- Opening Delimiter -

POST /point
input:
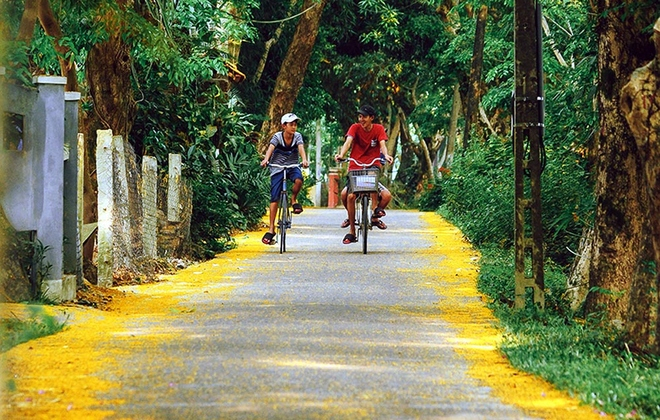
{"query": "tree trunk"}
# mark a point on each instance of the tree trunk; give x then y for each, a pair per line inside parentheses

- Closing Delimiter -
- Opening Delimiter -

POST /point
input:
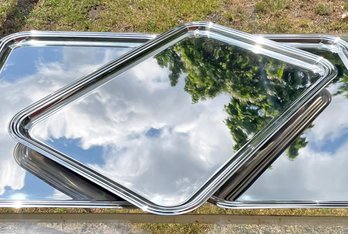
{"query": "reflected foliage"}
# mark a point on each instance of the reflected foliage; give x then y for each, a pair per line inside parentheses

- Closing Delimiter -
- Opening Delimiter -

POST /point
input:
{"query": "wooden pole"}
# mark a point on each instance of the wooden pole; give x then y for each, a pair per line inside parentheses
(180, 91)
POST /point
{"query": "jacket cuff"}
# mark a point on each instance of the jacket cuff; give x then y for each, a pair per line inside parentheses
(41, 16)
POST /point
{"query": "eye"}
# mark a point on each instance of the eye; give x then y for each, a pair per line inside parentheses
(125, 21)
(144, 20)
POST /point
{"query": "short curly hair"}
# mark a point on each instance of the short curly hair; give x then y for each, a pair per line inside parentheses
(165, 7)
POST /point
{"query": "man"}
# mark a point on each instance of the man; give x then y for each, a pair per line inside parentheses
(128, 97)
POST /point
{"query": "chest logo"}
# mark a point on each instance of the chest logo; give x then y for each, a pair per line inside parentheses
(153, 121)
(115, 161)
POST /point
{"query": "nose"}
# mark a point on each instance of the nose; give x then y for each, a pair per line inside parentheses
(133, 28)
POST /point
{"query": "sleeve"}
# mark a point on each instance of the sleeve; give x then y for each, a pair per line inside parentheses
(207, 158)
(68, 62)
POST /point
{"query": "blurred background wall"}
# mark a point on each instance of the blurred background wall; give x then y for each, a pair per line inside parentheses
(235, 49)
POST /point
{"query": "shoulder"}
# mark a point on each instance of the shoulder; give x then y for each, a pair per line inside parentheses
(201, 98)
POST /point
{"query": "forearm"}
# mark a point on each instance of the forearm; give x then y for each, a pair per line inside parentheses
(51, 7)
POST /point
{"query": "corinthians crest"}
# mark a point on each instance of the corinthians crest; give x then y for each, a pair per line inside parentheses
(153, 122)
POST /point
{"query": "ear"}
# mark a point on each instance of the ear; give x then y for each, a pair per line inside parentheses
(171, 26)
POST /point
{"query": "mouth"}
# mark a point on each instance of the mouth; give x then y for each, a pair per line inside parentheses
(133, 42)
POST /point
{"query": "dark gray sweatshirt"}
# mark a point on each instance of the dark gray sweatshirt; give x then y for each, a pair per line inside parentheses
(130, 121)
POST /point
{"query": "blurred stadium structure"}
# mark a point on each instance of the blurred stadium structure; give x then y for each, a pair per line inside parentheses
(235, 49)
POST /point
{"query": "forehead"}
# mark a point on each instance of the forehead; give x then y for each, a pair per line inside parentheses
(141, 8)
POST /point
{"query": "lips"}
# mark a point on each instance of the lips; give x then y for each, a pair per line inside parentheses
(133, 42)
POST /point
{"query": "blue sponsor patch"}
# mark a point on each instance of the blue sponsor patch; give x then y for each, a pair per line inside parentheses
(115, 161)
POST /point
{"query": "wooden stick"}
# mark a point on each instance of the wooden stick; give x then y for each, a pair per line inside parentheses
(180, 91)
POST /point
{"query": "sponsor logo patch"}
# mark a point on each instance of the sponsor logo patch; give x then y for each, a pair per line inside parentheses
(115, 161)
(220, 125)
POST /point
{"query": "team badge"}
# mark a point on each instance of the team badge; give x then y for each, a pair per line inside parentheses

- Closing Delimiter -

How many lines in the listing contain the word "tree"? Answer with the count and nothing else.

■ **TASK SOLUTION**
2